## Prompt
Could you render all the rows below as a numbered list, leaving out the blank lines?
┌────────
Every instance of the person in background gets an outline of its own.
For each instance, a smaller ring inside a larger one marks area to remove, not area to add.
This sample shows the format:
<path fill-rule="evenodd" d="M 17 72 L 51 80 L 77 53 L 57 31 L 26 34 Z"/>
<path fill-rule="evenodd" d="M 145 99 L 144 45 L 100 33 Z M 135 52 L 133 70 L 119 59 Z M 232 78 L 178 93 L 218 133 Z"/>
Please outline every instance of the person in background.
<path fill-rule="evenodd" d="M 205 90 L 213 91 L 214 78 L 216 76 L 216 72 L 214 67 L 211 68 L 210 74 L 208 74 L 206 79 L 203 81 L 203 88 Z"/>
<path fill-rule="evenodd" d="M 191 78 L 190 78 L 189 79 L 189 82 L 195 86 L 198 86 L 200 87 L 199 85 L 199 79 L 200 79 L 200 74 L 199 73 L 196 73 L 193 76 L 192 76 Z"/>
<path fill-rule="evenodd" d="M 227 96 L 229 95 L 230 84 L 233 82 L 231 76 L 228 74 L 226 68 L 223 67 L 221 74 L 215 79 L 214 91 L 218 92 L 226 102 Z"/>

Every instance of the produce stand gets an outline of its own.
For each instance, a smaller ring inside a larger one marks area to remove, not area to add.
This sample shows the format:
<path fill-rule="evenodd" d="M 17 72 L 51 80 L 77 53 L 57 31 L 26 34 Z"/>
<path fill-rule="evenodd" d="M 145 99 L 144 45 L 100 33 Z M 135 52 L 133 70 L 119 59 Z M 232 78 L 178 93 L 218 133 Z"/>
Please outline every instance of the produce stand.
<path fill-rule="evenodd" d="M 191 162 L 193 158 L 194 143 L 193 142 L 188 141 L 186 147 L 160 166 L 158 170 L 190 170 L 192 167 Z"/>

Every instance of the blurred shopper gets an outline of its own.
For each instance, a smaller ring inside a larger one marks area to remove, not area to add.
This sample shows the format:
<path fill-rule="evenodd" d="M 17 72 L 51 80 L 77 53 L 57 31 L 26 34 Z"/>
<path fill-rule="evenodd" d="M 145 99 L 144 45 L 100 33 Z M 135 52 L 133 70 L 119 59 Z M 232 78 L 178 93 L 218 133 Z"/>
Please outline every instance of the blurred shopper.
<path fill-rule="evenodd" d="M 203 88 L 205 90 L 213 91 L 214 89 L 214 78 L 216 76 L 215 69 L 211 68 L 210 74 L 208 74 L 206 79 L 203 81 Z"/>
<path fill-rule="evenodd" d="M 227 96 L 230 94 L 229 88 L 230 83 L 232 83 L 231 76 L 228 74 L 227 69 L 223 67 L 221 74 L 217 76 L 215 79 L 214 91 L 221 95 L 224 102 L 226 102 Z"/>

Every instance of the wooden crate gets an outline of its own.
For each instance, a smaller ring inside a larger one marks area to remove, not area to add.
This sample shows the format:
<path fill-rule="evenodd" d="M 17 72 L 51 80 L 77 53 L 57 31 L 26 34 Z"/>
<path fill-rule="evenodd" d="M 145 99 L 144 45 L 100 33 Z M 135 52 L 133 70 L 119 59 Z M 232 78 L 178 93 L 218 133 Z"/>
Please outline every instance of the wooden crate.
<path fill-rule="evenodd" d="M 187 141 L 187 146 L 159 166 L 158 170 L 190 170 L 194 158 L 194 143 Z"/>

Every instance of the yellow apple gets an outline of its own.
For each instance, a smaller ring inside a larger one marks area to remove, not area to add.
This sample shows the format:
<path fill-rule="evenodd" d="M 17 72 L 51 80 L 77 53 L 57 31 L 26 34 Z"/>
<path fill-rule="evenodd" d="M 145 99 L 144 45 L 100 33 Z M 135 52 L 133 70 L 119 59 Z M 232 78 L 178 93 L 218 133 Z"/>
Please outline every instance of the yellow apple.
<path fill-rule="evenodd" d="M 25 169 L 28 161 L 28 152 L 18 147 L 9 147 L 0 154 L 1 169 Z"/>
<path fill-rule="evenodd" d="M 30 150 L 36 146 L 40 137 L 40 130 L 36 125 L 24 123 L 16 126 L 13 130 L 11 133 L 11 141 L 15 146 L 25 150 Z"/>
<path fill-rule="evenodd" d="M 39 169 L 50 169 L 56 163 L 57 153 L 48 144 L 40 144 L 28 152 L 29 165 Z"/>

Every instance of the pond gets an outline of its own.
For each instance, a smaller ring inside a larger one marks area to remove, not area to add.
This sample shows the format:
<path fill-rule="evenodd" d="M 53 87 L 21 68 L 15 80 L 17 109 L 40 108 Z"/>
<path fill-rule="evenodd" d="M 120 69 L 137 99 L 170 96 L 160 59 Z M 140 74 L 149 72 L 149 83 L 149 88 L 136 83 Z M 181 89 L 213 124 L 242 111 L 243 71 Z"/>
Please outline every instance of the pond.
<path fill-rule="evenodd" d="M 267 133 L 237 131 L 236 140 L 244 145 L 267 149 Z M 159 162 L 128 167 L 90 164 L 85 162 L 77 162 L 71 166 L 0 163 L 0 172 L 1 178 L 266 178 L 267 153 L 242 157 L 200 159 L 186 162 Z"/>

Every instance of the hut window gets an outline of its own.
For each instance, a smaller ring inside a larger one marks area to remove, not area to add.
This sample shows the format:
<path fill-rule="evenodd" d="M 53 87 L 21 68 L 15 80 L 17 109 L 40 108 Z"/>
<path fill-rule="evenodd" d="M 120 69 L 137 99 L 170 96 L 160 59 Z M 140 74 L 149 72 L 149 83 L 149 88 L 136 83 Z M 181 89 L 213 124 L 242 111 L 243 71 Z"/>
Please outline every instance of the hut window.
└────────
## Task solution
1. Every instance of the person in background gets an outline of its own.
2. For each instance, a smaller ring inside a larger one marks area to remove, not area to add.
3. This sample shows the format:
4. <path fill-rule="evenodd" d="M 17 72 L 51 80 L 77 53 L 57 31 L 26 34 Z"/>
5. <path fill-rule="evenodd" d="M 145 99 L 144 45 L 100 33 Z M 135 52 L 133 70 L 119 59 Z M 232 78 L 178 93 L 218 133 Z"/>
6. Please outline every instance of the person in background.
7. <path fill-rule="evenodd" d="M 205 90 L 213 91 L 214 78 L 216 76 L 216 72 L 214 67 L 211 68 L 210 74 L 208 74 L 206 79 L 203 81 L 203 88 Z"/>
8. <path fill-rule="evenodd" d="M 191 78 L 190 78 L 189 79 L 189 82 L 195 86 L 198 86 L 200 87 L 199 85 L 199 79 L 200 79 L 200 74 L 199 73 L 196 73 L 193 76 L 192 76 Z"/>
9. <path fill-rule="evenodd" d="M 227 96 L 229 95 L 230 84 L 233 82 L 231 76 L 228 74 L 226 68 L 223 67 L 221 74 L 215 79 L 214 91 L 218 92 L 226 102 Z"/>
10. Every instance of the produce stand gets an outline of its own.
11. For each instance, a smaller ring inside a larger one marks area to remove, not area to add.
12. This sample shows the format:
13. <path fill-rule="evenodd" d="M 17 72 L 51 80 L 77 53 L 57 31 L 26 34 Z"/>
14. <path fill-rule="evenodd" d="M 145 99 L 144 45 L 100 33 Z M 135 52 L 133 70 L 119 59 Z M 232 78 L 178 93 L 218 133 Z"/>
15. Please outline every instance of the produce stand.
16. <path fill-rule="evenodd" d="M 191 162 L 193 158 L 194 143 L 193 142 L 188 141 L 186 147 L 160 166 L 158 170 L 190 170 L 192 167 Z"/>
17. Every instance of the blurred shopper gets an outline of its own.
18. For each instance, a smaller ring inside a larger one marks area to remove, not area to add.
19. This sample shows the format:
20. <path fill-rule="evenodd" d="M 17 72 L 51 80 L 77 53 L 57 31 L 26 34 Z"/>
21. <path fill-rule="evenodd" d="M 145 99 L 144 45 L 100 33 Z M 135 52 L 133 70 L 119 59 Z M 232 78 L 178 93 L 218 133 Z"/>
22. Please outline every instance of the blurred shopper.
23. <path fill-rule="evenodd" d="M 203 88 L 205 90 L 213 91 L 214 89 L 214 78 L 216 76 L 215 69 L 211 68 L 210 74 L 208 74 L 206 79 L 203 81 Z"/>
24. <path fill-rule="evenodd" d="M 227 96 L 230 94 L 229 88 L 230 83 L 232 83 L 231 76 L 228 74 L 227 69 L 223 67 L 221 74 L 217 76 L 215 79 L 214 91 L 221 95 L 224 102 L 226 102 Z"/>
25. Every instance of the wooden crate gets an outline of its own.
26. For each instance, a smaller ring inside a larger one marks area to remove, not area to add.
27. This sample shows the format:
28. <path fill-rule="evenodd" d="M 17 72 L 51 80 L 77 53 L 57 31 L 26 34 Z"/>
29. <path fill-rule="evenodd" d="M 145 99 L 144 45 L 100 33 Z M 135 52 L 133 70 L 119 59 Z M 232 78 L 178 93 L 218 133 Z"/>
30. Please outline every instance of the wooden crate.
31. <path fill-rule="evenodd" d="M 187 141 L 187 146 L 159 166 L 158 170 L 190 170 L 194 158 L 194 143 Z"/>
32. Every instance of the yellow apple gets an outline of its own.
33. For each instance, a smaller ring inside a larger one marks area to remove, not area to add.
34. This sample shows the format:
35. <path fill-rule="evenodd" d="M 17 72 L 51 80 L 77 53 L 57 31 L 26 34 Z"/>
36. <path fill-rule="evenodd" d="M 145 99 L 144 45 L 100 33 Z M 135 52 L 133 70 L 119 59 Z M 232 78 L 178 93 L 218 133 Z"/>
37. Please outline every instance of the yellow apple.
38. <path fill-rule="evenodd" d="M 25 169 L 28 161 L 28 152 L 18 147 L 9 147 L 0 154 L 1 169 Z"/>
39. <path fill-rule="evenodd" d="M 30 150 L 36 146 L 40 137 L 40 130 L 36 125 L 24 123 L 16 126 L 13 130 L 11 133 L 11 141 L 15 146 L 25 150 Z"/>
40. <path fill-rule="evenodd" d="M 39 169 L 50 169 L 56 163 L 57 153 L 48 144 L 40 144 L 28 152 L 29 165 Z"/>
41. Every instance of the pond gets an outline of its own.
42. For each instance, a smaller ring inside a larger one marks area to remove, not area to add.
43. This sample shows the format:
44. <path fill-rule="evenodd" d="M 53 87 L 21 68 L 15 80 L 17 109 L 40 108 Z"/>
45. <path fill-rule="evenodd" d="M 120 69 L 137 99 L 170 96 L 160 59 Z M 140 74 L 149 72 L 149 83 L 149 88 L 136 83 Z M 181 89 L 213 124 L 242 111 L 243 71 Z"/>
46. Please outline every instance of the pond.
47. <path fill-rule="evenodd" d="M 267 133 L 237 131 L 236 140 L 244 145 L 267 149 Z M 159 162 L 128 167 L 90 164 L 85 162 L 77 162 L 71 166 L 0 163 L 0 172 L 1 178 L 266 178 L 267 153 L 242 157 L 200 159 L 186 162 Z"/>
48. Every instance of the hut window gets an outline of its own.
49. For each instance, a smaller ring inside a larger one marks area to remove, not area to add.
50. This sample shows the format:
51. <path fill-rule="evenodd" d="M 53 87 L 21 68 L 15 80 L 17 109 L 40 108 Z"/>
52. <path fill-rule="evenodd" d="M 120 69 L 137 99 L 170 96 L 160 59 Z M 140 74 L 149 72 L 149 83 L 149 88 L 136 83 Z M 181 89 L 213 124 L 242 111 L 243 71 Z"/>
53. Please outline every instance of the hut window.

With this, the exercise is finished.